→ **Task requirements**
For this exercise, write out each entry below exactly as it reads.

→ **Given records**
____
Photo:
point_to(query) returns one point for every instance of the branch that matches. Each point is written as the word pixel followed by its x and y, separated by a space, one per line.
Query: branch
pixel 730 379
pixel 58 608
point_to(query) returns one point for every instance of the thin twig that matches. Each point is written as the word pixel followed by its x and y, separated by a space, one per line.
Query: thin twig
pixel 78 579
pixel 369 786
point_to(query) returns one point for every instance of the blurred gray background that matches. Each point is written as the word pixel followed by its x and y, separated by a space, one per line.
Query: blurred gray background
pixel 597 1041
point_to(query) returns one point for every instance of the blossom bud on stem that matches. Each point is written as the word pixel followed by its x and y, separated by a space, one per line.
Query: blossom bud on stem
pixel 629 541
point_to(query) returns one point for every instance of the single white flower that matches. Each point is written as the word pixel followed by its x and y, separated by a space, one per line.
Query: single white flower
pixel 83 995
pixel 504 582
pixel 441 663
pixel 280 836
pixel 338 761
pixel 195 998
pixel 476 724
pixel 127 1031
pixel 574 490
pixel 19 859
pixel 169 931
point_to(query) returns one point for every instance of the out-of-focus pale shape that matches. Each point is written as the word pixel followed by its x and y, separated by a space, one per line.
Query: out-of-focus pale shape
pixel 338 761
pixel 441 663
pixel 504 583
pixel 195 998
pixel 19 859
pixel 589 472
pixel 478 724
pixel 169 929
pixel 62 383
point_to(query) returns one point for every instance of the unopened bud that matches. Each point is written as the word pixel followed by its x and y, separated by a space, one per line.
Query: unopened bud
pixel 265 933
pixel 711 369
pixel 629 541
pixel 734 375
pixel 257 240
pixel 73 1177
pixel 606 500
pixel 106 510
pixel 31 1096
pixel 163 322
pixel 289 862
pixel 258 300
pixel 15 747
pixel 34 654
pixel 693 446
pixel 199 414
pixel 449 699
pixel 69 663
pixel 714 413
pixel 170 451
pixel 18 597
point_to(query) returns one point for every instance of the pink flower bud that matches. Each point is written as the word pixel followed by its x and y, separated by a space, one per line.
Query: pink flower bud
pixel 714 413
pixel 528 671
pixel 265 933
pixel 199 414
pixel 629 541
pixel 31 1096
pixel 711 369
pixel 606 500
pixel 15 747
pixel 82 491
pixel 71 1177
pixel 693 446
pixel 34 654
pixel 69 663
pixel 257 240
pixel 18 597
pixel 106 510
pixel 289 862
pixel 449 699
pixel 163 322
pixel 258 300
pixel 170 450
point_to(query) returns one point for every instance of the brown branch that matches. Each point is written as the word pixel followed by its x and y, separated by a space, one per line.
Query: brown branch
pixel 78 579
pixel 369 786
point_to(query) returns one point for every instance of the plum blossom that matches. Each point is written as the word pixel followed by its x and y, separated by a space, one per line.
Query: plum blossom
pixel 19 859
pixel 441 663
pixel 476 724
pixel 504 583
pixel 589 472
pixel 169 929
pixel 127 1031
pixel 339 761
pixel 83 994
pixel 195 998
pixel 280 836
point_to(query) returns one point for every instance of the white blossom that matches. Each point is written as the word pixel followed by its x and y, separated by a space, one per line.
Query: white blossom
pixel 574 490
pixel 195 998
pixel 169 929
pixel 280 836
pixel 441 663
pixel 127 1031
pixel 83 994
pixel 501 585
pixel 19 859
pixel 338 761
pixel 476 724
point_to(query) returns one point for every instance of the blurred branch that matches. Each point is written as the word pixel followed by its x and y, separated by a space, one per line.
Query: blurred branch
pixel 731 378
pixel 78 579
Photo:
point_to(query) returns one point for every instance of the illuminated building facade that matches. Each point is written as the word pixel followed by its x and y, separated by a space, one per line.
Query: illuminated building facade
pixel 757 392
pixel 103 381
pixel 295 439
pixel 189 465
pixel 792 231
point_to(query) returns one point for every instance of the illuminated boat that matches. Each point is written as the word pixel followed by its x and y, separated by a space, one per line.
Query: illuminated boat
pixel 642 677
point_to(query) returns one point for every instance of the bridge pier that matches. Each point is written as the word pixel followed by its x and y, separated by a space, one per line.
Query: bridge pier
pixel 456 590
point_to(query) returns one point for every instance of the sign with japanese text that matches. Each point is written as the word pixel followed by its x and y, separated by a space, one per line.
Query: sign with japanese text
____
→ **Exercise output**
Photo:
point_to(query) returns one point for every instance of the branch that matches. Each point is written as the word pixel followed by its x and y, separated by a space, one per line.
Query: branch
pixel 730 379
pixel 58 608
point_to(query) returns one point for every instance of the thin twig that matches. Each point is written as the word pixel followed by its x and y, separated by a space, one per line.
Query: thin twig
pixel 78 579
pixel 369 786
point_to(query) returns one point for every instance of the blurred gray background that matches. Each point is written as the word pixel followed by its x and y, separated by a space, one per line.
Query: blurred gray background
pixel 597 1041
point_to(query) returns one point for every instance of the blossom bud on stem that matches. Each point is written as the word pixel followed by its x and y, separated by a space, one per line.
Query: blossom bud on stem
pixel 629 541
point_to(query) returns one point for every instance of the single white flower that matches. Each point is written as the word pixel followed by its x and y, separated by a space, one per line.
Query: single white flower
pixel 83 995
pixel 504 582
pixel 441 663
pixel 280 836
pixel 338 761
pixel 195 998
pixel 476 724
pixel 127 1031
pixel 574 490
pixel 19 859
pixel 169 931
point_to(query) returns one point for every instance of the out-of-focus pale shape that matches. Each point is written as the word pixel followed by its x and y, separated by a space, one per line.
Query: out-of-focus pale shape
pixel 338 761
pixel 441 663
pixel 504 583
pixel 195 998
pixel 19 859
pixel 589 472
pixel 478 724
pixel 169 929
pixel 62 383
point_to(query) returns one point for every instance of the unopened bud that matches. Each point is written as the word pixel followed by its x and y, separated by a space, one per line.
Query: unopened bud
pixel 265 933
pixel 711 369
pixel 629 541
pixel 734 375
pixel 257 240
pixel 73 1177
pixel 606 500
pixel 106 510
pixel 31 1096
pixel 163 322
pixel 289 862
pixel 258 300
pixel 15 747
pixel 34 654
pixel 693 446
pixel 199 414
pixel 449 699
pixel 69 663
pixel 714 413
pixel 170 451
pixel 18 597
point_to(query) returns one point for every instance of the pink flower bud that matches. Each point is written as the word pixel followed by its x and y, separated by a space, one per line.
Query: pink flower bud
pixel 714 413
pixel 528 671
pixel 265 933
pixel 199 414
pixel 629 541
pixel 31 1096
pixel 711 369
pixel 606 500
pixel 15 747
pixel 82 491
pixel 71 1177
pixel 693 446
pixel 34 654
pixel 69 663
pixel 257 240
pixel 18 597
pixel 106 510
pixel 289 862
pixel 449 699
pixel 163 322
pixel 258 300
pixel 170 450
point_to(query) returns one point for every instance of the brown branch that matches. Each point is written as the word pixel followed by its x and y, separated by a space, one per line.
Query: brown branch
pixel 78 579
pixel 369 786
point_to(query) returns one point for every instance of the plum blossom that matches. Each point is written as the word pixel followed by its x and y, separated by a space, one per line.
Query: plum blossom
pixel 19 859
pixel 441 663
pixel 476 724
pixel 504 583
pixel 589 472
pixel 169 929
pixel 127 1031
pixel 339 761
pixel 83 994
pixel 195 998
pixel 280 836
point_to(query) returns one point for every instance of the white blossom that matches. Each point is written as the word pixel followed by its x and y, separated by a space, one per line.
Query: white blossom
pixel 574 490
pixel 195 998
pixel 169 929
pixel 280 836
pixel 441 663
pixel 127 1031
pixel 83 994
pixel 501 585
pixel 19 859
pixel 338 761
pixel 476 724
point_to(query) returns one point for every instance of the blurred branch that matches. Each point is written as the word pixel followed by its x and y, separated by a space, one per line.
Query: blurred branch
pixel 731 378
pixel 78 579
Photo:
point_to(query) returns one point for every instance of the illuminated building facade that matches. Each point is written as the word pixel followed by its x and y, separated by a space, one per line.
Query: illuminated building facade
pixel 757 392
pixel 103 381
pixel 295 439
pixel 189 465
pixel 792 231
point_to(query) returns one point for every instance of the illuminated boat that matches. Each point is written as the word pixel followed by its x and y, separated by a space, one per line.
Query: illuminated boat
pixel 642 677
point_to(query) returns one point for every instance of the bridge pier that matches. Each point is written as the word pixel followed by its x and y, separated by a space, one per line.
Query: bridge pier
pixel 456 590
point_to(query) returns one point for every instance of the sign with japanese text that matches. Each point is written as the word pixel followed by its x and y, separated by a space, one per line.
Query: sign with japanese text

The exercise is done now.